[begin Information shown]

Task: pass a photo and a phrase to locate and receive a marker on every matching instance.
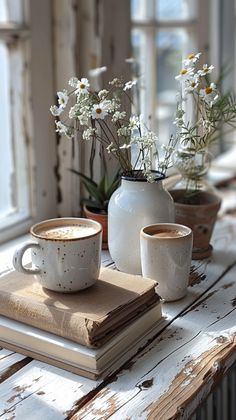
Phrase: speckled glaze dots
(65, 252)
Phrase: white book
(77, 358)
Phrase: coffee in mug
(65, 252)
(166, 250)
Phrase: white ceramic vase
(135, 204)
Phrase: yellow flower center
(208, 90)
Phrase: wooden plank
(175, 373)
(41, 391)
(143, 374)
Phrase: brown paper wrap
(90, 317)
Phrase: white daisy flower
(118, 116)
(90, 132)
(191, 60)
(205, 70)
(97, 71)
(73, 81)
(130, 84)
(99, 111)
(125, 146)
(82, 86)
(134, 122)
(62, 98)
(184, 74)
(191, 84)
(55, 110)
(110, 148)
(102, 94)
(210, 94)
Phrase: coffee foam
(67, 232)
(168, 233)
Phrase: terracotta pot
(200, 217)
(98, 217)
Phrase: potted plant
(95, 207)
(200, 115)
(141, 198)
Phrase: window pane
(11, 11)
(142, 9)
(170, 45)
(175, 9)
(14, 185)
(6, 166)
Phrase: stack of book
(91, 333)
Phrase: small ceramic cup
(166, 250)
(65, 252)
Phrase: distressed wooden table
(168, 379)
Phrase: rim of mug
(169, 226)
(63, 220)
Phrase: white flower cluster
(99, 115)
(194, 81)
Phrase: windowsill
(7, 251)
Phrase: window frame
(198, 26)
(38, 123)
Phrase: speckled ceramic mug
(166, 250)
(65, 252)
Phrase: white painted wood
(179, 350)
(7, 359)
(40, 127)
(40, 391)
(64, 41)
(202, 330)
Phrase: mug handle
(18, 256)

[end Information shown]
[begin Information shown]

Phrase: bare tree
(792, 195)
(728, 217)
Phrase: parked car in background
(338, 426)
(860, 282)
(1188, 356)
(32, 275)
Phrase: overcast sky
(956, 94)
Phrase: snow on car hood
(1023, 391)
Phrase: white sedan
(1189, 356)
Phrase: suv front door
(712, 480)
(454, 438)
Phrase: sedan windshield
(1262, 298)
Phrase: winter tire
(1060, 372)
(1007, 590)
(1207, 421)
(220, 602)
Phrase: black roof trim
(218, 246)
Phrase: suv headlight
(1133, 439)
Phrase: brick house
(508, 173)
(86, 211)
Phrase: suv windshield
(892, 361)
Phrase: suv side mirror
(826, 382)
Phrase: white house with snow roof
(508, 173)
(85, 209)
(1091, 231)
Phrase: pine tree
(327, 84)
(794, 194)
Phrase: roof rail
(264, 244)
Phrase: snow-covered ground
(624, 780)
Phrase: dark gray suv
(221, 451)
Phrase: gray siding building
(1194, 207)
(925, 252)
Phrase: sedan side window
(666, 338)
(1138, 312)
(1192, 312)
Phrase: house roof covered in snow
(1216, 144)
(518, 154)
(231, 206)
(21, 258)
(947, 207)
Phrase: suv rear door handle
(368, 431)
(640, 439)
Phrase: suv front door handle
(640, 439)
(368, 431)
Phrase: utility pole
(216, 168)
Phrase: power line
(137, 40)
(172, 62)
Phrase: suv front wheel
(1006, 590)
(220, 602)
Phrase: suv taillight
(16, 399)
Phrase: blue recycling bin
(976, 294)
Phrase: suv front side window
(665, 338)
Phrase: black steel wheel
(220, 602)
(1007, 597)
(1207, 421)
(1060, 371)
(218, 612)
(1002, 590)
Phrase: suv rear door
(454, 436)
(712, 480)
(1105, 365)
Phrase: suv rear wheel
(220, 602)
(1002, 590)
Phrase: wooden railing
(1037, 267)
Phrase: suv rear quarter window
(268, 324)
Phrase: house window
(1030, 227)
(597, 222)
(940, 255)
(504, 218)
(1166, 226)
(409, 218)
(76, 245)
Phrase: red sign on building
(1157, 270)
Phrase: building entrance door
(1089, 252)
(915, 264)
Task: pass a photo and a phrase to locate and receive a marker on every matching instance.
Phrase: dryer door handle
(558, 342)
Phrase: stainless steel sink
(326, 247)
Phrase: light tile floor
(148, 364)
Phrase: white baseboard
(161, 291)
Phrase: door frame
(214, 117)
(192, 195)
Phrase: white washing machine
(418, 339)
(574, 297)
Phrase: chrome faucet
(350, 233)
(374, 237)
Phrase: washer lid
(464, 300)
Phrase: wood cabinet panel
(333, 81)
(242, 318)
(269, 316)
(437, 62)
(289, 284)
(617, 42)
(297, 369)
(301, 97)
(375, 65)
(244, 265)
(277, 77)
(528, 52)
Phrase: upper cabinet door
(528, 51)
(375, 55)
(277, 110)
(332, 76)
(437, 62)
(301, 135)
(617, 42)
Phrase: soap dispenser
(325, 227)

[end Information shown]

▶ [Set task] Show each line from the records above that contains the word "sedan".

▶ [Final result]
Phrase: white sedan
Phrase: sedan windshield
Phrase: sedan side window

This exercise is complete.